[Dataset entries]
◇ ◇ ◇ ◇ ◇

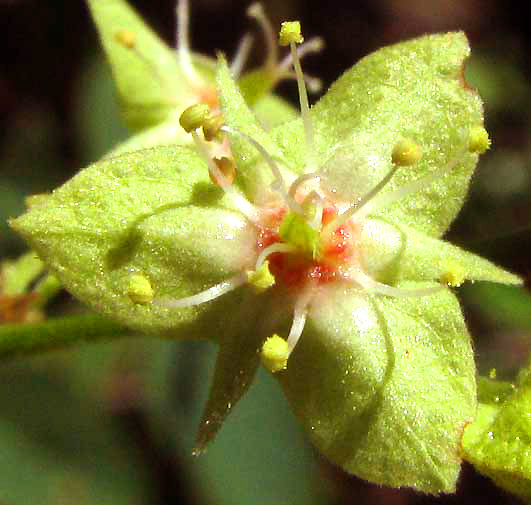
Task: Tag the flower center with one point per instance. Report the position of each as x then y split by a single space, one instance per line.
298 253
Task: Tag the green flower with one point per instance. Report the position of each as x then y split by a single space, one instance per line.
156 82
327 240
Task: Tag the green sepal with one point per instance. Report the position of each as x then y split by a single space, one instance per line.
498 442
256 84
393 253
154 213
273 111
385 386
17 275
151 83
167 133
236 364
416 90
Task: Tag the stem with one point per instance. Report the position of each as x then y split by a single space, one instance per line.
25 339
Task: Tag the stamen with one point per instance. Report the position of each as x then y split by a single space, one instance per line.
256 11
242 55
413 187
277 247
183 41
205 296
478 140
244 206
278 184
290 34
369 284
314 45
355 208
192 119
314 205
227 168
405 153
275 354
140 290
454 275
261 279
300 313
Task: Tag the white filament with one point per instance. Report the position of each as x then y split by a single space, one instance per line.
205 296
245 207
242 55
305 108
368 283
314 45
355 208
300 312
278 184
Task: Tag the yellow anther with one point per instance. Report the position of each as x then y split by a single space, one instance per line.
478 140
212 127
126 38
406 152
454 276
262 279
290 31
140 290
194 116
275 354
227 167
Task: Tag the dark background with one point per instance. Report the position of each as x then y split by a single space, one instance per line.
71 419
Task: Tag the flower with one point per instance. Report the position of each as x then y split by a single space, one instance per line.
328 239
156 82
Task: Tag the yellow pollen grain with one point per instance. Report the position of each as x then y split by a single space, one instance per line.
478 140
275 354
454 276
290 31
262 279
140 290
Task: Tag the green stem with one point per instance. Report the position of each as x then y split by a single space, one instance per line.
23 339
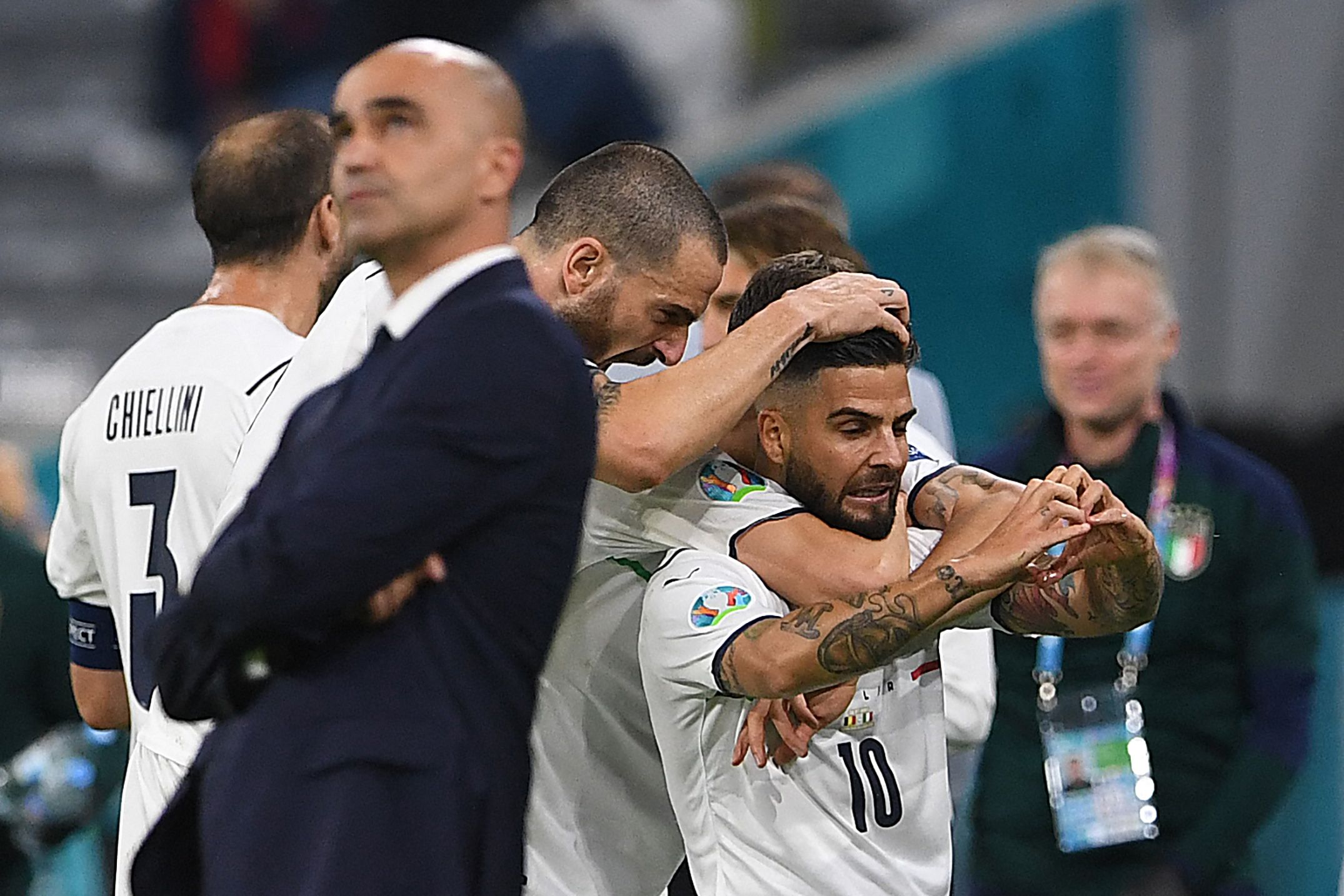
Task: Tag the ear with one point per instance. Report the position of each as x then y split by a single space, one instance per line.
773 434
502 164
586 264
327 226
1171 342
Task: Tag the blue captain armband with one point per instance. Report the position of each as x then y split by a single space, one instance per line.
93 637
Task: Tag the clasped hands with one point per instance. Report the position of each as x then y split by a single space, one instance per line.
1068 507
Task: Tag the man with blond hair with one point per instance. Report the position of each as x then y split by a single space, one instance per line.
1226 672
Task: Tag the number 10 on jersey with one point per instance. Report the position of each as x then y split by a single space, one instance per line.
878 778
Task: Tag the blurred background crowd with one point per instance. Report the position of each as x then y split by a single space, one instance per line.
961 135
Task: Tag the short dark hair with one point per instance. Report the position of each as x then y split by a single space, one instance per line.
772 226
875 348
780 177
634 198
257 183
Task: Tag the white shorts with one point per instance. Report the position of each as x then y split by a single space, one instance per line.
151 782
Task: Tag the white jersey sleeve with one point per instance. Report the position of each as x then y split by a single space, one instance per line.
72 566
928 459
968 684
691 615
703 507
144 462
866 812
336 344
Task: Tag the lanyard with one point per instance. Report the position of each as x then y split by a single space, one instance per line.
1133 655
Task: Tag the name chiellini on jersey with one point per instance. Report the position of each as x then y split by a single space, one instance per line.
144 462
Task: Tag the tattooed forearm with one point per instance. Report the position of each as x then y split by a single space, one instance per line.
804 621
873 635
1126 594
790 352
952 580
1031 609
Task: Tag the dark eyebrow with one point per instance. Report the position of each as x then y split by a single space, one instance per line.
853 411
389 104
680 315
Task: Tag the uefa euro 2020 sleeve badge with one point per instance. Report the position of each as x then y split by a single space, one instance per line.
1187 540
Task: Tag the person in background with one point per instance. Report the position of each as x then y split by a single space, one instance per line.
783 177
21 503
34 684
1230 667
784 181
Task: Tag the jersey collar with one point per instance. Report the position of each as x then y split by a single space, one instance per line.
408 311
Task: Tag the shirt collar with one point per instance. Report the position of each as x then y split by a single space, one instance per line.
408 311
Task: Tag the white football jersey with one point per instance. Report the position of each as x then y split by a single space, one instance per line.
336 344
865 813
144 461
599 822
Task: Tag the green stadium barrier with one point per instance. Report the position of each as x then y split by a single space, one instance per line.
957 177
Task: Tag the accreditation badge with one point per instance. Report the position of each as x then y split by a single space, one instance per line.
1186 540
1098 775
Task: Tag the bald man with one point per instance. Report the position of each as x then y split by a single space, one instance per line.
361 757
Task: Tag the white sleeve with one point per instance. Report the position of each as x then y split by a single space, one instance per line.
968 684
928 396
695 605
70 562
336 344
703 507
928 459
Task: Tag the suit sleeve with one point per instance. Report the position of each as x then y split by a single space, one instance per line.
1280 610
459 440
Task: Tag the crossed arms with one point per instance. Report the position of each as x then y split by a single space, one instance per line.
1109 579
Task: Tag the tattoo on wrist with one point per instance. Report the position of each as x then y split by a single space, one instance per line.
790 352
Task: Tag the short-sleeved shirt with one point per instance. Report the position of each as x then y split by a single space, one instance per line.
144 462
336 344
866 812
598 816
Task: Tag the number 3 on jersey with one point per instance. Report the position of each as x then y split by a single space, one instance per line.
154 489
881 780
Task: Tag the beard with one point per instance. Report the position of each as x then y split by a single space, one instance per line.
590 319
1116 418
803 482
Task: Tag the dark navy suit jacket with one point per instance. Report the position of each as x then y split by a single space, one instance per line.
394 758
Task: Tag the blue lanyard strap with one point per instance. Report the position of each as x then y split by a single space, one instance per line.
1133 656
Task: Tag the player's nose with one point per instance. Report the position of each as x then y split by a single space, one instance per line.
673 348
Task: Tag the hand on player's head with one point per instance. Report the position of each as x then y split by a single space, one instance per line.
848 304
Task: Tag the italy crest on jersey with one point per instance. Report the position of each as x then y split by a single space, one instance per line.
714 605
1186 540
726 481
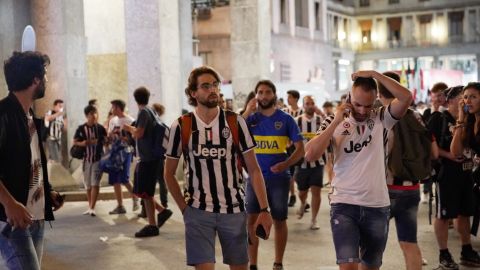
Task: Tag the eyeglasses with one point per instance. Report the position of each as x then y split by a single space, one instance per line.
208 86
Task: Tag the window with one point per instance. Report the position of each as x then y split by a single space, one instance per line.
284 11
301 13
364 3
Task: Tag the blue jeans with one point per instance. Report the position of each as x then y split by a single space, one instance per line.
359 233
23 248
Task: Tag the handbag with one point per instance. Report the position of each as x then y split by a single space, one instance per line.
77 151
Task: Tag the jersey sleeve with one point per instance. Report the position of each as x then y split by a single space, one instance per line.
174 144
246 141
388 121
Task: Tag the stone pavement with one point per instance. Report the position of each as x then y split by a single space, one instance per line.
107 242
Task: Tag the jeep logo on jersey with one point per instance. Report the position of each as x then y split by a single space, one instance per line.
226 132
358 146
209 151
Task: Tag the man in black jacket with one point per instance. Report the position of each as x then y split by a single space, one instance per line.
26 197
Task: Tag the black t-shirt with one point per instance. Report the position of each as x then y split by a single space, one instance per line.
93 153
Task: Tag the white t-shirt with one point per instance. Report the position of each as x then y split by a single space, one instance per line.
359 164
36 196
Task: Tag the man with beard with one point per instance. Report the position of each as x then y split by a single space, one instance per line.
26 197
211 140
272 129
309 175
359 197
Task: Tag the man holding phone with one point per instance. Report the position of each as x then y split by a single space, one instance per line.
359 198
26 197
272 129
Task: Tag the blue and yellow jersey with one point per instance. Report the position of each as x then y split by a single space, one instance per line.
272 134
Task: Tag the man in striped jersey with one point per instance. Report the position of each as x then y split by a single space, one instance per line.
309 175
213 199
273 129
56 123
359 198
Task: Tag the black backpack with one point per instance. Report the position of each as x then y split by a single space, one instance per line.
410 157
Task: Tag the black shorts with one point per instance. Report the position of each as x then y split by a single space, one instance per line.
454 193
309 177
145 179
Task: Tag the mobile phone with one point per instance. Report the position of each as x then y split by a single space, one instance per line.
260 232
5 229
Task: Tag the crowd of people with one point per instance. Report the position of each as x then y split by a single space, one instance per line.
240 170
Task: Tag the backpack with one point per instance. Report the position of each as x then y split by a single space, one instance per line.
160 135
186 127
410 157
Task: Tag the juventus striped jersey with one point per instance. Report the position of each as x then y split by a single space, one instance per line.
93 152
292 112
55 127
213 182
359 164
308 128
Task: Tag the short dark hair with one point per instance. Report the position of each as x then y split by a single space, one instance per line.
119 103
57 101
141 95
439 87
294 93
92 102
23 67
193 82
367 84
267 83
90 109
383 90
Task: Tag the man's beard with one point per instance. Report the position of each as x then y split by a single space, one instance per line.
270 104
209 103
39 91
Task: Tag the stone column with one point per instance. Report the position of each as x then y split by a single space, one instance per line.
59 26
250 46
152 32
14 16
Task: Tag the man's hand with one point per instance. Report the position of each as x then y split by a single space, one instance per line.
264 219
18 215
279 167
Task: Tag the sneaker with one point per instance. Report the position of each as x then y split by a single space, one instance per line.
163 216
292 201
135 205
470 258
314 226
447 262
147 231
277 266
118 210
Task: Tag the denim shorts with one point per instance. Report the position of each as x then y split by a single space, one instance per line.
201 228
404 209
23 248
277 194
309 177
359 233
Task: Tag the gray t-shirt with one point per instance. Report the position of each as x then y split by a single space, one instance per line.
144 144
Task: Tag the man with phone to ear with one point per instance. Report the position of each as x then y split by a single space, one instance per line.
26 197
360 205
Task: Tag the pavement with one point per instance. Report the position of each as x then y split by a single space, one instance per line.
106 241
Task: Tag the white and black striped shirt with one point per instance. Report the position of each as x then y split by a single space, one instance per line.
213 182
309 128
292 112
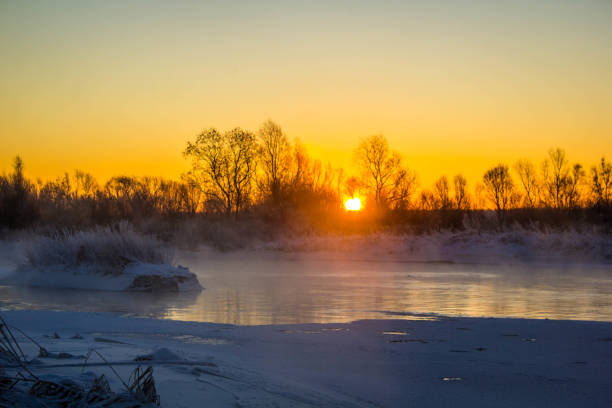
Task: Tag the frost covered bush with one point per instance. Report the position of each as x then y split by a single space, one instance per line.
105 251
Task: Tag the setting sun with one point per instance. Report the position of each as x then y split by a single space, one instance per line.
353 204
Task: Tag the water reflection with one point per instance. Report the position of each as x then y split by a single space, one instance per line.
273 291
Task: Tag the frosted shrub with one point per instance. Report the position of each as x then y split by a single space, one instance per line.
103 250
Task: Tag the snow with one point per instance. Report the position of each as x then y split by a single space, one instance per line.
101 259
513 245
135 277
460 362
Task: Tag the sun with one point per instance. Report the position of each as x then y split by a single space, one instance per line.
353 204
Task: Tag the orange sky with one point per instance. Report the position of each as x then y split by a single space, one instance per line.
119 87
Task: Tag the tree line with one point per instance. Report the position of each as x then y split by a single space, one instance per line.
238 173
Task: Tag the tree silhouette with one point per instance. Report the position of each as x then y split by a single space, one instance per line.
499 188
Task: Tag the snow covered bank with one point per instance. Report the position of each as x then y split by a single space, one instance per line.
102 259
460 362
515 245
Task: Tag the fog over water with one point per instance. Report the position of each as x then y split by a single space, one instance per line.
272 288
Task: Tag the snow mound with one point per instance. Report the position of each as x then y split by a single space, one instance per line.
162 354
102 259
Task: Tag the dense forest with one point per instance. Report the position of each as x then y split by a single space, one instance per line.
263 179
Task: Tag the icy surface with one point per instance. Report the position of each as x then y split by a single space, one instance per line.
135 277
459 362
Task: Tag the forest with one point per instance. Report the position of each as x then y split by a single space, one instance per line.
272 185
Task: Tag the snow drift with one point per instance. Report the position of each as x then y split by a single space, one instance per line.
102 259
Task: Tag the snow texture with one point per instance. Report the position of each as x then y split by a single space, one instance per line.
441 362
102 259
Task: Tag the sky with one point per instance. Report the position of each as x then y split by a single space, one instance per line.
119 87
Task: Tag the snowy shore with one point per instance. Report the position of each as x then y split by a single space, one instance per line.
459 362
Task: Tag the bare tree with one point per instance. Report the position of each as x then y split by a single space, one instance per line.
225 165
462 197
601 183
441 193
555 174
275 158
382 173
573 186
526 171
403 187
499 188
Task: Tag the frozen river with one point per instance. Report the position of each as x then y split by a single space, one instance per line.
271 288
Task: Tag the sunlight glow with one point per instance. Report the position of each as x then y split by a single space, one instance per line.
353 204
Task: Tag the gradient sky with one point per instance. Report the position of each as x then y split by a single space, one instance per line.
456 86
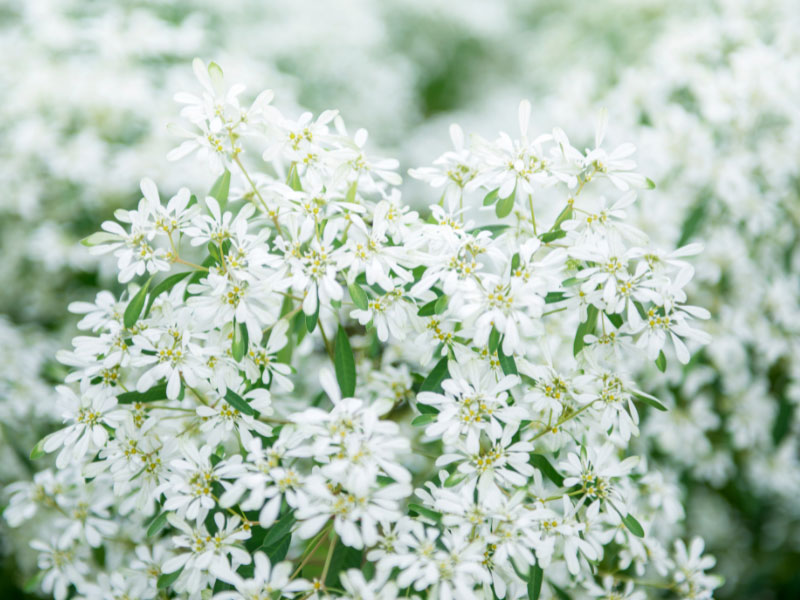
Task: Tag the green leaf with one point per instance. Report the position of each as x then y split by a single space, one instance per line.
32 584
424 511
433 382
494 340
507 363
164 286
535 576
167 579
585 328
344 557
158 392
454 479
548 470
38 450
425 419
345 364
239 403
616 319
661 361
552 236
504 206
311 320
633 525
358 296
293 179
441 304
100 237
279 530
351 192
240 341
221 188
650 400
157 524
490 198
135 306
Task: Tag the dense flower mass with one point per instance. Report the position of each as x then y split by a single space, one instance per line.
309 390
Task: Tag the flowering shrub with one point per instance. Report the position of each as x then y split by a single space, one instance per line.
472 434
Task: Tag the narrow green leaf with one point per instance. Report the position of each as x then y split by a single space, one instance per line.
38 450
358 296
157 524
649 400
548 470
164 286
100 237
490 198
135 306
240 341
345 364
616 319
280 529
494 340
344 557
425 419
221 188
167 579
428 309
661 361
535 576
441 304
433 382
633 525
239 403
507 363
424 511
158 392
311 320
584 329
504 206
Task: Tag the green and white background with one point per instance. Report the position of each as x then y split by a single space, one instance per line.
708 91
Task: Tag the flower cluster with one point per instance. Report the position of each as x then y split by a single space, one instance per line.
309 390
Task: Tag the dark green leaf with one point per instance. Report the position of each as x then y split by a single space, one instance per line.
541 463
535 576
504 206
239 403
221 188
433 382
135 306
345 364
158 392
633 525
490 198
344 557
240 341
425 419
661 361
650 400
167 579
494 340
584 329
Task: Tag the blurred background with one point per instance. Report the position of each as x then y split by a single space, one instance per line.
708 91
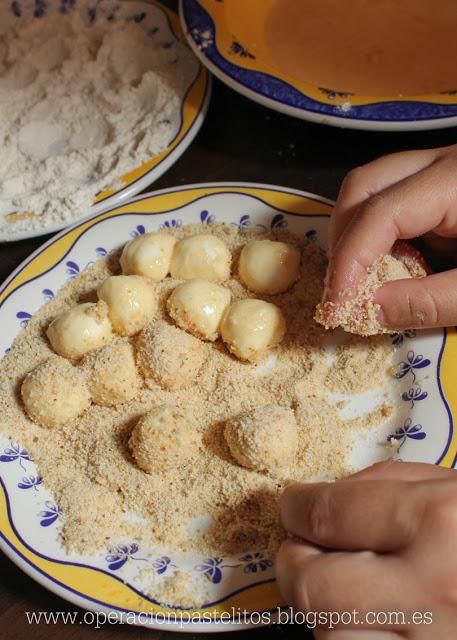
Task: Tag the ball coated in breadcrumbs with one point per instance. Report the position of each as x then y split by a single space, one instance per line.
55 392
169 356
112 374
264 439
162 439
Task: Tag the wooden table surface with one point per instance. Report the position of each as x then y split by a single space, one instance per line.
239 141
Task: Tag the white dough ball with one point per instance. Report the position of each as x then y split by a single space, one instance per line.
198 306
132 302
250 327
162 439
112 374
268 266
169 357
55 392
81 329
201 256
263 439
148 255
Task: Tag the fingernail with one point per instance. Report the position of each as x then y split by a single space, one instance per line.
380 317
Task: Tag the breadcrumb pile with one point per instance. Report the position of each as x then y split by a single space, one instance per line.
87 465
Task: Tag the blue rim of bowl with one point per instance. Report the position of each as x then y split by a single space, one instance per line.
196 20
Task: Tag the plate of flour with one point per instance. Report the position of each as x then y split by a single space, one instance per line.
193 546
97 100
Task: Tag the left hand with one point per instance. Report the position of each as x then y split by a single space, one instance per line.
383 541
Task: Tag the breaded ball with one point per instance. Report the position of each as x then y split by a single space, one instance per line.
269 267
55 392
198 306
250 327
132 302
201 256
148 255
265 439
162 439
112 375
81 329
169 356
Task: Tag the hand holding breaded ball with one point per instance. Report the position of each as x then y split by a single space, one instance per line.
264 439
81 329
249 327
112 375
201 256
55 392
198 306
132 302
269 267
148 255
162 439
169 357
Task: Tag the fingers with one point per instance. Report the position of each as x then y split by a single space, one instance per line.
407 209
419 303
407 471
363 182
354 515
344 582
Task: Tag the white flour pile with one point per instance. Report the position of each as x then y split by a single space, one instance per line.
80 105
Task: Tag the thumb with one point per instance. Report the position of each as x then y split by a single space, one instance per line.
419 303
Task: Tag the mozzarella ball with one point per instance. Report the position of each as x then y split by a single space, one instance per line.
202 256
132 302
250 327
162 439
81 329
55 392
112 374
198 306
267 266
148 255
169 357
265 439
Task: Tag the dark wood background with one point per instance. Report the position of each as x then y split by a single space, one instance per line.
239 141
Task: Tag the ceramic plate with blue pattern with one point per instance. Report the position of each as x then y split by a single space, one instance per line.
222 33
423 392
162 26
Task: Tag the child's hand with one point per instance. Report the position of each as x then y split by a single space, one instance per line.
398 196
383 540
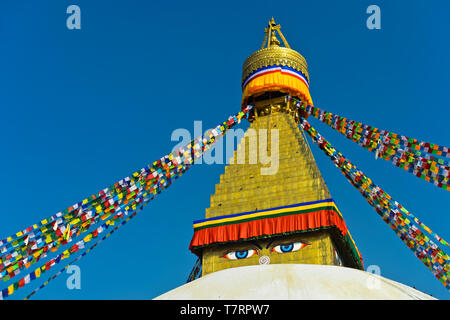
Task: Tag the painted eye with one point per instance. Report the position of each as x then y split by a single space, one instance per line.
236 255
289 247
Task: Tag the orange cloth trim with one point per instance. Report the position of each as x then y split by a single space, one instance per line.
268 226
277 81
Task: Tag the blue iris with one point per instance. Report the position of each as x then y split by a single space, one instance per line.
241 254
287 247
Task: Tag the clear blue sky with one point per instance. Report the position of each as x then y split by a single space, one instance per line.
82 109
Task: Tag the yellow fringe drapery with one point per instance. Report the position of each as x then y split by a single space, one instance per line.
277 81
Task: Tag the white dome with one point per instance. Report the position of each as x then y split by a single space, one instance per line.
292 282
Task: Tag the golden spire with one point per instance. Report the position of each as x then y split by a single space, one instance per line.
270 33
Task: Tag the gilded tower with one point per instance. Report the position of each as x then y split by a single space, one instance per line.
272 205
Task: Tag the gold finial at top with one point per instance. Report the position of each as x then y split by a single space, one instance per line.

◇ ◇ ◇ ◇ ◇

■ **Work to complete**: Return the line that contains "Task: Tag the gilded", along with every line after it in the data above, exactly and with nothing else.

■ **Response box**:
Task: Tag the gilded tower with one point per instance. Report the position of each as x then y split by a single space, one instance per line.
272 205
Task: Tag the gold finial at top with one point per instance. Report the position of each as x then y split by a single space, one instance per line.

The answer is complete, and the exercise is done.